> **EXTRAIT DU DOCUMENT**:
*****

L’automne enchante

Octobre à Montréal, c’est l’automne qui chante, sous l’azur froid du ciel et nos pas bondissants, j’écoute craqueler les feuilles, réjouie comme une enfant des monticules instables et mouvants que d’un matin à l’autre font grandir les bourrasques. Bientôt les arbres seront nus, mais d’ici là je récolte les images de la valse du temps, retirant peu à peu le fard et les atours.

C’est l’automne qui nous change, nous élance vers le haut avant que les frimas d’hiver nous plient et nous recroquevillent. Au tout début on lève sans cesse le regard, la sève chaude semble irriguer à toute allure des faisceaux de couleurs, cuivre, fauve, corail, les jours diminuent et sans attendre les feuilles entament leur chant du cygne, ce don sublime de la nature au regard  des hommes, juste avant le grand effondrement, les pluies les chutes et puis le dénuement.

La grâce. Ici l’été se retire dans une lente cérémonie : son règne se meurt dans la course enivrée d’un ballet de couleurs, qui se meuvent et nous touchent, par dessus les lacs et dans les villes, le long du canal et les lacets de routes, sur les frênes orphelins et les buissons grimpants, les flancs de colline et les friches sauvages.

*****

> **EXERCICES À RÉALISER**:
1. Recopiez le passage du texte sur l'automne à Montréal qui commence aux mots « C’est l’automne qui nous » et arrêtez-vous après « les friches sauvages. ».
2. D'après le texte sur l'automne à Montréal, qu'est-ce qui fait grandir d'un matin à l'autre les « monticules instables et mouvants » ?

*****

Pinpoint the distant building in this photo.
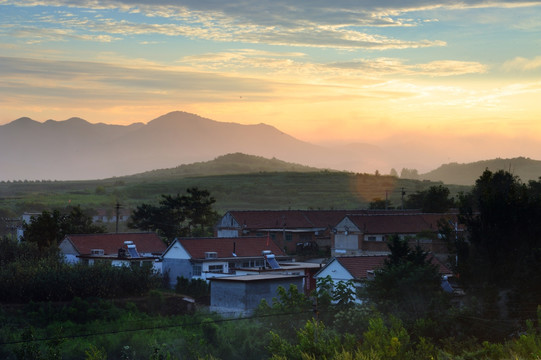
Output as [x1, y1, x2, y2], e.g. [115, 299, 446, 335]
[331, 211, 462, 258]
[159, 237, 291, 286]
[314, 255, 453, 302]
[59, 233, 166, 271]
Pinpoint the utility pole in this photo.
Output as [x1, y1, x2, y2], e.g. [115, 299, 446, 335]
[115, 201, 120, 234]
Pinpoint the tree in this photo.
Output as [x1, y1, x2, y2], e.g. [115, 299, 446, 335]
[128, 187, 218, 243]
[368, 198, 393, 210]
[460, 170, 541, 317]
[23, 205, 105, 250]
[366, 236, 446, 324]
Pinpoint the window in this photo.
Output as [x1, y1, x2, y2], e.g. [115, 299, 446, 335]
[209, 265, 224, 273]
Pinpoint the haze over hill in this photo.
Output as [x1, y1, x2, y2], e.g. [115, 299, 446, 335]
[420, 157, 541, 185]
[0, 111, 386, 180]
[0, 111, 540, 183]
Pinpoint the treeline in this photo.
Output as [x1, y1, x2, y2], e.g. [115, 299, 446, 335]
[0, 237, 161, 303]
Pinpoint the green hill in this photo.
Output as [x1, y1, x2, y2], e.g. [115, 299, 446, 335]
[420, 157, 541, 185]
[124, 153, 322, 179]
[0, 154, 469, 235]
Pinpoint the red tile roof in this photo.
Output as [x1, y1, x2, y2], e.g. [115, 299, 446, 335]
[177, 237, 285, 259]
[224, 210, 422, 229]
[335, 255, 452, 280]
[348, 213, 456, 234]
[65, 233, 167, 255]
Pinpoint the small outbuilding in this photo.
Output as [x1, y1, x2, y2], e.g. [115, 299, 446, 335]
[210, 274, 304, 316]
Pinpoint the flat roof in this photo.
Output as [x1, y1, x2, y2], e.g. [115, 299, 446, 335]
[209, 274, 304, 282]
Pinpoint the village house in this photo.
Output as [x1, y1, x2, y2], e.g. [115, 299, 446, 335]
[210, 274, 303, 317]
[216, 210, 362, 255]
[314, 255, 453, 303]
[162, 236, 291, 286]
[235, 261, 323, 296]
[59, 233, 166, 271]
[331, 211, 462, 259]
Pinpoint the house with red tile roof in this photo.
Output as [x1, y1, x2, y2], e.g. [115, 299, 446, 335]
[314, 255, 453, 302]
[216, 210, 418, 255]
[59, 233, 167, 265]
[331, 211, 463, 257]
[162, 236, 291, 286]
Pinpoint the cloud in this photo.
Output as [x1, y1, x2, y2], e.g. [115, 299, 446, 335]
[329, 58, 487, 76]
[0, 0, 445, 50]
[502, 56, 541, 71]
[0, 57, 271, 102]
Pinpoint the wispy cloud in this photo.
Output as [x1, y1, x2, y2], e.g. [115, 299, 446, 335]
[502, 56, 541, 71]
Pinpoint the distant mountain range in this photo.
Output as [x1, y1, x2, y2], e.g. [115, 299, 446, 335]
[0, 111, 541, 184]
[0, 111, 384, 180]
[421, 157, 541, 185]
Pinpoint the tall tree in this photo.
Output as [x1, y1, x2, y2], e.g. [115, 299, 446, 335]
[460, 170, 541, 315]
[366, 236, 446, 325]
[128, 187, 218, 243]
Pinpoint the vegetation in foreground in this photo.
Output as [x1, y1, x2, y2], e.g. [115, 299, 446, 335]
[0, 171, 541, 360]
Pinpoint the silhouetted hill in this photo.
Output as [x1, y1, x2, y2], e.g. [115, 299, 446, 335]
[129, 153, 321, 180]
[0, 111, 384, 180]
[421, 157, 541, 185]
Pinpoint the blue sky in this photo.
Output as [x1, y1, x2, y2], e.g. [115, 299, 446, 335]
[0, 0, 541, 166]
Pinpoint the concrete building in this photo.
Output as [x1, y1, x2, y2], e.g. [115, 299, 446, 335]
[163, 237, 291, 286]
[210, 274, 303, 317]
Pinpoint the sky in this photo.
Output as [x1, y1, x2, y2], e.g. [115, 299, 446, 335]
[0, 0, 541, 165]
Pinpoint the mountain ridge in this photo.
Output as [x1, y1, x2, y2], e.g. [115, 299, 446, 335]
[0, 111, 541, 185]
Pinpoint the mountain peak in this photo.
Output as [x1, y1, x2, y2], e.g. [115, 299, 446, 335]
[6, 116, 39, 127]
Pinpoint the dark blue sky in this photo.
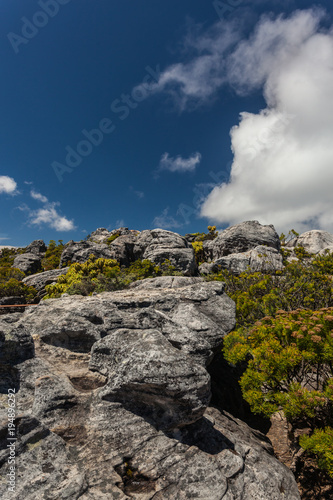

*****

> **LISTE DES RÉPONSES**:
1.
C’est l’automne qui nous change, nous élance vers le haut avant que les frimas d’hiver nous plient et nous recroquevillent. Au tout début on lève sans cesse le regard, la sève chaude semble irriguer à toute allure des faisceaux de couleurs, cuivre, fauve, corail, les jours diminuent et sans attendre les feuilles entament leur chant du cygne, ce don sublime de la nature au regard  des hommes, juste avant le grand effondrement, les pluies les chutes et puis le dénuement.

La grâce. Ici l’été se retire dans une lente cérémonie : son règne se meurt dans la course enivrée d’un ballet de couleurs, qui se meuvent et nous touchent, par dessus les lacs et dans les villes, le long du canal et les lacets de routes, sur les frênes orphelins et les buissons grimpants, les flancs de colline et les friches sauvages.

2. Ce sont les bourrasques qui font grandir ces monticules d'un matin à l'autre.